NOTA:: Mário Rainho faleceu no dia 2 de Janeiro de 2025, com 97 anos
«Daquele aconchego agasalhante, dado a peregrino de longe que vinha pedir pousada, tomei boa nota para a vida, evocando, da memória, os versos de ouro de Pitágoras, quando impõem o dever de honrar os pais e de agradecer a hospitalidade do estalajadeiro. Agora, em triunvirato, o Garcia, eu e o Mário Rainho continuamos a nova rota traçada por via de destinos e de circunstâncias, enleados de redes de sentimentos e de olhares, que o andar dos passos mostraram ser comuns.
O Mário Rainho aproveitou para me levar às Casas Amarelas, que mais não eram
do que a sede do poder judicial, onde também estava instalada a Conservatória
Registral, que ele próprio personalizava. De notável espírito de observação,
era ali, por dentro daquelas janelas de guilhotina, o seu terreiro
profissional, onde a sua vocação se professava, à lente, a analisar os
documentos e cartas públicas do notário de Marvão, que, todas as semanas,
desapiedadamente, lhe deixava, aos montes, fruto da sua exaração semanal, com
letra miudinha, o que o obrigava a levantar, obliquamente, os óculos, para
enxergar as certezas daquelas verdades declaradas.
Haveria eu de lembrar por muitos anos a sua assinatura, com uma grande
cauda sobreposta e alongada, quase elíptica, a abranger o seu nome todo, que,
com o andar dos anos, de elisão em elisão, se ia sintetizando, desnudando-se
dos arredondamentos originários. No intervalo dos seus tiques registrais,
aliviava-se, com prazer, a falar de teatro, de tipografias, dos presencistas, e
muito especialmente de Francisco Bugalho e do irmão e de José Régio e
das suas Histórias de Mulheres,
entretendo-se na discussão da lenda de misoginias, que acerca dele se
cultivavam. Os dias futuros haviam de me mostrar a sua enorme e talentosa
capacidade de interpretar papéis, de difícil tradução, na arte de representar.

» DADOS REGISTADOS:
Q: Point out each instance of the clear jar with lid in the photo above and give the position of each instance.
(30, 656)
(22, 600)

---

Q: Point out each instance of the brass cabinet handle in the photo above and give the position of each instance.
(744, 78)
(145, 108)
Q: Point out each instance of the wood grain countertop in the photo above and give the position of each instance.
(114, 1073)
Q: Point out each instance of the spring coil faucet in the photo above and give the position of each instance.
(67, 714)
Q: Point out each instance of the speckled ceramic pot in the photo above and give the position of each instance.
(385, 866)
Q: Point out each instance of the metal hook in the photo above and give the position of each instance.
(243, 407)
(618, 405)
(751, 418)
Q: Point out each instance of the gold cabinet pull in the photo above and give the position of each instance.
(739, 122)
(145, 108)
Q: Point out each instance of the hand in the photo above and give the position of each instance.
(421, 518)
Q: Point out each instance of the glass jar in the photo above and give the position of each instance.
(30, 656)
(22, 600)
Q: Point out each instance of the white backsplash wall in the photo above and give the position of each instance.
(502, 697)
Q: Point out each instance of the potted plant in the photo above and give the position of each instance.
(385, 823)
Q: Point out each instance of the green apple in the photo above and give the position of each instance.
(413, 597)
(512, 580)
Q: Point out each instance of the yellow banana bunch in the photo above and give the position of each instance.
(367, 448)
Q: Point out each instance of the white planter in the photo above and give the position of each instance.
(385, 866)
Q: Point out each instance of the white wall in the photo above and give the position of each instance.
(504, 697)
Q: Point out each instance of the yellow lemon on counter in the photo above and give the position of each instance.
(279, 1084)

---

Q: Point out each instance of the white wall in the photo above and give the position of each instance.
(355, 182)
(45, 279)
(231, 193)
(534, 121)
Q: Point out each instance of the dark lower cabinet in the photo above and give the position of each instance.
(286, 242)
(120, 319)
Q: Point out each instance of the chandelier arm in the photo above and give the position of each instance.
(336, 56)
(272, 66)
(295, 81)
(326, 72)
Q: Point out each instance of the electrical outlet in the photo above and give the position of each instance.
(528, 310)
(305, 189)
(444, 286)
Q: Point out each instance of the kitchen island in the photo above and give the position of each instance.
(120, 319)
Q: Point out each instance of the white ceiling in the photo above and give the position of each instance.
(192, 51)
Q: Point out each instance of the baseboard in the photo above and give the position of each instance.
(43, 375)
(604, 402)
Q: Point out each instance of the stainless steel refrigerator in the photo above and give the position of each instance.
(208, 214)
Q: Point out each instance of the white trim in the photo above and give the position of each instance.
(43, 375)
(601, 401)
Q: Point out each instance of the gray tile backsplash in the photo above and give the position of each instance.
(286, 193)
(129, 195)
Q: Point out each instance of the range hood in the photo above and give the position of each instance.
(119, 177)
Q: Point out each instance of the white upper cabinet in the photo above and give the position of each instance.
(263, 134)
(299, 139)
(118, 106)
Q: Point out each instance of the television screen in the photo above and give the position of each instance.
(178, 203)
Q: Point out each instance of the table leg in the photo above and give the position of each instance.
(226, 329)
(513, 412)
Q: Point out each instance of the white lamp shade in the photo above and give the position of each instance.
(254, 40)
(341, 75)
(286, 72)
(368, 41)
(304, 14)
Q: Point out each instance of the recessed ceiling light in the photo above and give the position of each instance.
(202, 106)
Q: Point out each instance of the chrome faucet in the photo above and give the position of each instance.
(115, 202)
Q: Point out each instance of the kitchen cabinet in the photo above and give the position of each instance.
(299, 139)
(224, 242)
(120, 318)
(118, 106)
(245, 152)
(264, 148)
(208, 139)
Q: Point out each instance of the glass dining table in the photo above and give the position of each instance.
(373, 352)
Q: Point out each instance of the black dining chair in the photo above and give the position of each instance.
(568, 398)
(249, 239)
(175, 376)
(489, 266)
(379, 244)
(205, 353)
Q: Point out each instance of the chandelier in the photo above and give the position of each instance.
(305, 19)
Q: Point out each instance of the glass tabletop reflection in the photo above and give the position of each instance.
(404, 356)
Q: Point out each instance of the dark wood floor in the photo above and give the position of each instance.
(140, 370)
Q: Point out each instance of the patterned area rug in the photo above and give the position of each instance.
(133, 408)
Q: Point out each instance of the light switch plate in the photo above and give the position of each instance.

» TAREFAS DO EXERCÍCIO:
[a] Responda, com base no excerto sobre Mário Rainho:
(i) Com que idade faleceu Mário Rainho?
(ii) O que eram as Casas Amarelas?
(iii) De que notário eram os documentos que ele analisava à lente?
[b] Escreva a continuação do excerto sobre Mário Rainho, a partir da última frase apresentada.

» RESPOSTAS DADAS:
[a]
(i) Com 97 anos.
(ii) Eram a sede do poder judicial, onde também estava instalada a Conservatória Registral.
(iii) Do notário de Marvão.

[b]
Era ininterrupta a sua constância, no apelo aos elementos da sua equipa de
teatro, que dirigia, exigindo-lhes presenças, que só a luta contra o cómodo da
televisão vencia, deixando-as, livres, para o ensaio ou para a declamação. A
militância por todos os valores da sua terra faziam dele um centro de atenções,
que testemunhava a circum-navegação de todos os acontecimentos colectivos na
Vila. O Mário Rainho não era qualquer pessoa subalterna a valores do
espírito, sempre rente ao saber, sempre ao pé do sortilégio da beleza
incandeante, que o motivara a ser quem é, formatado pelas circunstâncias da
vida, marcada que foi, logo na infância, pelas letras que apreendera a colocar
na tipografia, umas ao lado das outras, o que lhe propiciou o amanhecente gosto
pela leitura. Era um caso típico de autodidaxia, no qual
conseguiu forjar uma personalidade de vigores e robustecimentos, donde emergem
virtudes e valências, que sobrepairam à vulgar mediania, onde, latentes, as
mediocracias medram.
O Mário Rainho, agradecido ao acaso por aquele tão fortuito
encontro, contente de mim, ao lado dele e do Garcia, ao seu lado, ia
ilustrando a Vila dos seus varões ilustres, do passado e do presente, quando me
sugeriu, por ali estarmos perto, dar uma saltada à Câmara da vila, onde o Presidente
Carolino teria, com certeza, prazer em conhecer-me, e com quem eu gostaria
de falar. Que sim, que era boa ideia, e lá fomos os três, ao mesmo tempo, ao
mesmo lado, como que a gradar as ruas e os acontecimentos que se tinham
rebolado sobre elas.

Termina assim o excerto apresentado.